■ **TEXTE EXTRAIT**:
__________________________________________________
Réalisation d'un compilateur (partie 1)

Création d'un compilateur étape par étape

Réalisation d’un compilateur de pascal simplifié en C++

Introduction : Pourquoi réaliser un compilateur ?

Tout développeur est amené à utiliser un compilateur. Toutefois peu sont ceux qui savent réellement comment fonctionne celui-ci. Cet article et les suivants sont donc là, d’une part pour présenter les différentes étapes de compilation, et d’autre part pour expliquer comment créer un programme qui réalisera l’ensemble de ces étapes.

Qu’est-ce qu’un compilateur ?

Avant la venue des langages de programmation, les programmeurs devaient connaître par cœur l’architecture de la machine sur laquelle ils travaillaient, et parler directement à celle-ci à l’aide d’un langage binaire. Très rapidement, a été inventé un langage utilisant des raccourcis textuels : l’assembleur.

Ce nouveau langage présentait plusieurs avantages: tout d’abord, il était plus facile de lire du texte utilisant des mots sensés, mais surtout une vérification basique était faite lors d’une erreur de saisie. Toutefois ce langage avait de nombreux défauts. Il imposait peu de contrainte au développeur, ce qui pouvait être avantageux, mais était peu pratique pour la productivité et la robustesse du code. La vérification de type n’existant pas, de nombreux bugs en découlaient, et ceux-ci étaient particulièrement difficiles à détecter.

Enfin, le niveau d’abstraction était faible, le langage étant très proche du langage machine. Pour palier à cela, les langages de programmation dit de haut niveau ont été inventés. La principale caractéristique de ceux-ci était un niveau d’abstraction élevé. C’est à dire que le langage ressemblait plus à un langage humain qu’à des instructions machines. Ainsi, la programmation devenait moins ésotérique, et il était plus facile pour un néophyte de se lancer dans l’apprentissage de ce domaine. De plus, ces langages imposaient des contraintes fictives, comme un typage fort des données, qui permettait une meilleure robustesse, ou encore la prise en charge automatique de certains concepts.
__________________________________________________
■ **VOTRE TÂCHE**: Recopiez à l'identique, dans l'article sur la réalisation d'un compilateur, le passage qui s'ouvre sur les mots contenant « Réalisation d’un compilateur » et se termine par « de ces étapes. ».

■ **EXTRAIT SOURCE**:
__________________________________________________
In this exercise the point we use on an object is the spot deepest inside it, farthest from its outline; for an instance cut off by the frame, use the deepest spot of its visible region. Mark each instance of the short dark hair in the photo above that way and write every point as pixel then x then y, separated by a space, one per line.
__________________________________________________
■ **EXERCICE CORRIGÉ**:
Réalisation d’un compilateur de pascal simplifié en C++

Introduction : Pourquoi réaliser un compilateur ?

Tout développeur est amené à utiliser un compilateur. Toutefois peu sont ceux qui savent réellement comment fonctionne celui-ci. Cet article et les suivants sont donc là, d’une part pour présenter les différentes étapes de compilation, et d’autre part pour expliquer comment créer un programme qui réalisera l’ensemble de ces étapes.